Data shown below:

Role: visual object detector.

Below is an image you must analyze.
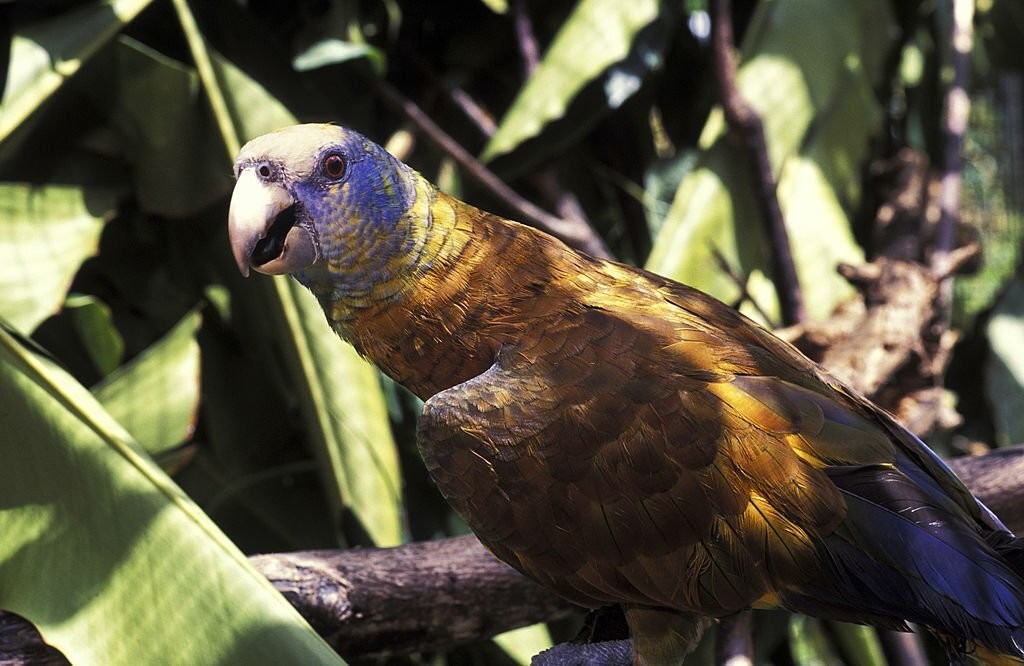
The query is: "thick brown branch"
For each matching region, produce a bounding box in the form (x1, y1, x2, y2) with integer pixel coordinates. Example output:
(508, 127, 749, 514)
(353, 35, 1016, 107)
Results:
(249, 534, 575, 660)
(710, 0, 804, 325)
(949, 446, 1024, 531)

End of Data shown.
Data shown below:

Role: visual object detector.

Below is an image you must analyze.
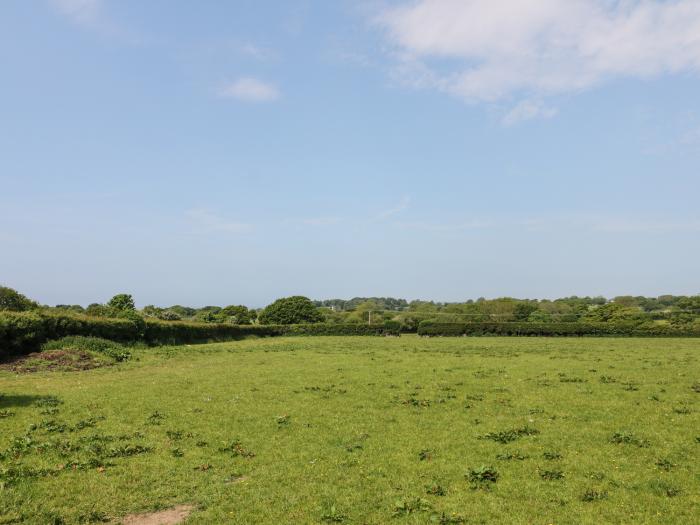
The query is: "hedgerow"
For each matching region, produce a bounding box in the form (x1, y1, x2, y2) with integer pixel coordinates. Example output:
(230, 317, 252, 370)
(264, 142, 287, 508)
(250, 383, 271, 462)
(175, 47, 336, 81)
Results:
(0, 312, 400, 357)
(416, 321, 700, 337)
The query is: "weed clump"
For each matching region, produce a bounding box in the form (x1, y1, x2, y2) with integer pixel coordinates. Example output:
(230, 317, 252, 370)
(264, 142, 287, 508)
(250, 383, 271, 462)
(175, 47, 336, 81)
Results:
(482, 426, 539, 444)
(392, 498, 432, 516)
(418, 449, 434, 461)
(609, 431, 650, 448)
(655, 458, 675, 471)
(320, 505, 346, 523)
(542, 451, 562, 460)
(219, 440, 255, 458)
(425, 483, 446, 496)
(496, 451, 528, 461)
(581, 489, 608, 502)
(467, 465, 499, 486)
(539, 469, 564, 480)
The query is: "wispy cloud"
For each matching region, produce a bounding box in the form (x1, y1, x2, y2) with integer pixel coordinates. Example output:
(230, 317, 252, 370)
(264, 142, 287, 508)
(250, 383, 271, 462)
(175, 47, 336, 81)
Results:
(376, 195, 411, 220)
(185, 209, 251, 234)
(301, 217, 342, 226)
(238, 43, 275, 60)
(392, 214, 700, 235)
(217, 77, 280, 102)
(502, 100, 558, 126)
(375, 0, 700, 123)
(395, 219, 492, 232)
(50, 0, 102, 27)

End of Data shown.
Data shown below:

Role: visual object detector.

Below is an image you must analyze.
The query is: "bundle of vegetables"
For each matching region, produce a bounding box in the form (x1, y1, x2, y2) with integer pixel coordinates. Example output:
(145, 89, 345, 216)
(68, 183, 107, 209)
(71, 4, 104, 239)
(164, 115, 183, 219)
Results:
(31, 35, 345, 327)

End of Data shown.

Tally up the lines in the data that hold the word "query". Only the total should be given.

**Exercise response:**
5